**Explore the material**
1) According to the bushfire response article, how much is each Rural and Regional Enterprise Scholarship worth?
2) From the bushfire response article, extract the passage word for word from "Mental and financial" up to and including "fire-ravaged education sector.".

**Quoted passage**
►

Counselling and scholarships prioritised in bushfire response

Mental and financial survival are prioritised, as government and universities chart recovery efforts

January 17, 2020
bushfire forest fire
Source: iStock

Australia’s government has highlighted mental health as a focus of its efforts to aid the recovery of a fire-ravaged education sector.

Education minister Dan Tehan said that he had received a “loud and clear” message from a meeting in Canberra on 15 January. “We need to focus on our young people’s mental health because these bushfires will impact communities long after the flames are extinguished,” he said.

Mr Tehan said that, in line with the sector’s suggestions about how to improve bushfire management and recovery, the government would look at ways of using universities’ psychology and counselling resources to support existing mental health initiatives.

Mr Tehan said that students from bushfire-affected communities would also receive special consideration if they applied to the government’s A$58 million (£31 million) Rural and Regional Enterprise Scholarships programme.

The scholarships, designed to help overcome the impediments rural-based students face in accessing tertiary education, were introduced in 2018 and expanded under the government’s regional education package later that year. They are worth up to A$18,000 each with another A$500 available to support internships.

◄

**Excerpted records**
►

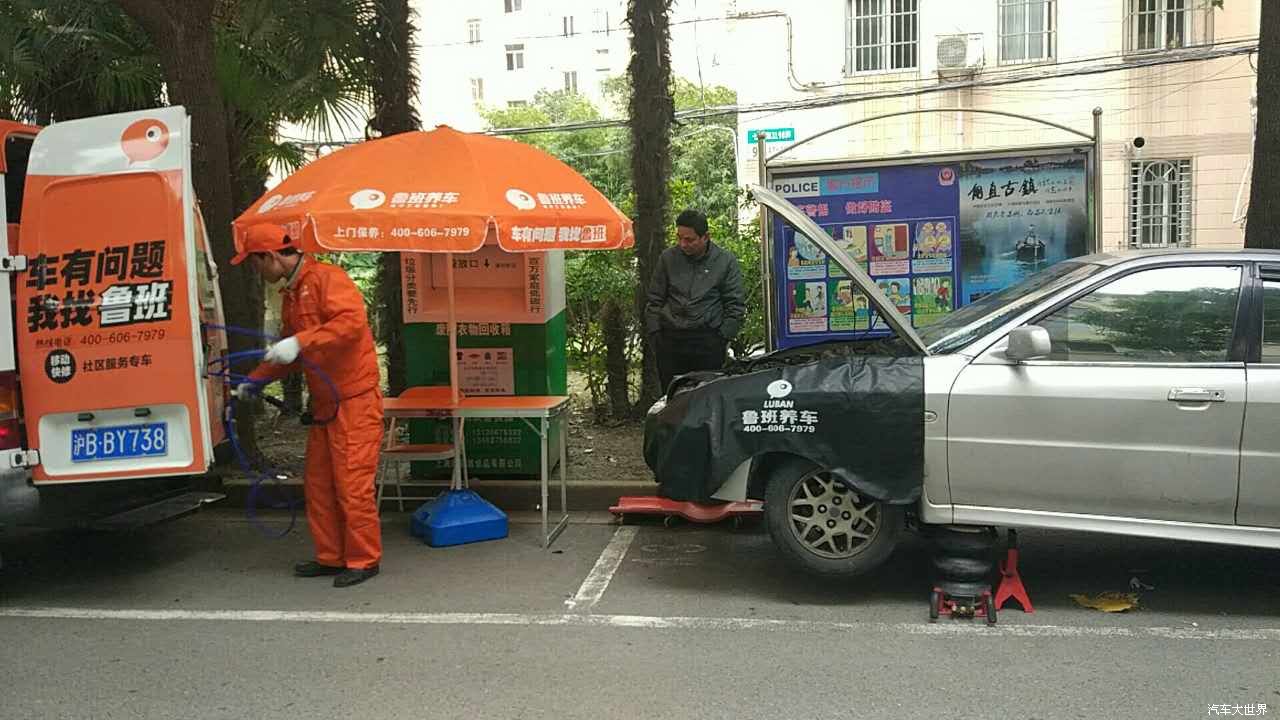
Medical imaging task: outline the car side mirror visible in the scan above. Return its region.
[1005,325,1053,363]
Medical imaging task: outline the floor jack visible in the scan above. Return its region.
[929,587,996,625]
[609,496,764,528]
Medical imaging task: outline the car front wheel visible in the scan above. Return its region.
[764,459,906,580]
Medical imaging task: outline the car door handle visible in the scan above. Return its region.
[1169,387,1226,402]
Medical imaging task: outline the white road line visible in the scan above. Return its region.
[564,527,639,612]
[0,607,1280,642]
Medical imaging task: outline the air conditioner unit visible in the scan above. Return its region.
[937,32,986,76]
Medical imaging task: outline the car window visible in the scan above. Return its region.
[0,136,35,222]
[919,260,1105,355]
[1262,278,1280,364]
[1037,266,1240,363]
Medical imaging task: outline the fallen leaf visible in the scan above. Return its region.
[1068,592,1138,612]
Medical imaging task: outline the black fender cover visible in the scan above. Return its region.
[644,345,924,503]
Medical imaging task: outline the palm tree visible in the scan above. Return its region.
[627,0,676,411]
[365,0,421,395]
[1244,3,1280,247]
[0,0,164,126]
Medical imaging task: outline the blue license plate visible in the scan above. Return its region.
[72,423,169,462]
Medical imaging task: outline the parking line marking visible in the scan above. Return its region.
[0,607,1280,642]
[564,527,639,612]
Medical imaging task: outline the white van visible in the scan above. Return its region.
[0,108,227,527]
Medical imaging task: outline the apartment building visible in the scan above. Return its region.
[724,0,1261,249]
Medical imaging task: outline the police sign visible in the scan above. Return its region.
[746,128,796,145]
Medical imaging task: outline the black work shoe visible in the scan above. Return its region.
[333,565,378,588]
[293,560,346,578]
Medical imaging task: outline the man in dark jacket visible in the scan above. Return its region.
[644,210,746,392]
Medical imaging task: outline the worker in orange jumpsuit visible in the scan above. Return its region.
[232,224,383,588]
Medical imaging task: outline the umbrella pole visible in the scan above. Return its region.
[444,252,467,489]
[444,252,458,405]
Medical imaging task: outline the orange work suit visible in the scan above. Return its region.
[250,259,383,570]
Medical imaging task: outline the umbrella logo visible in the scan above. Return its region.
[507,187,538,210]
[351,190,387,210]
[257,195,284,215]
[120,119,169,165]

◄

**Solutions**
1) Up to A$18,000.

2)
Mental and financial survival are prioritised, as government and universities chart recovery efforts

January 17, 2020
bushfire forest fire
Source: iStock

Australia’s government has highlighted mental health as a focus of its efforts to aid the recovery of a fire-ravaged education sector.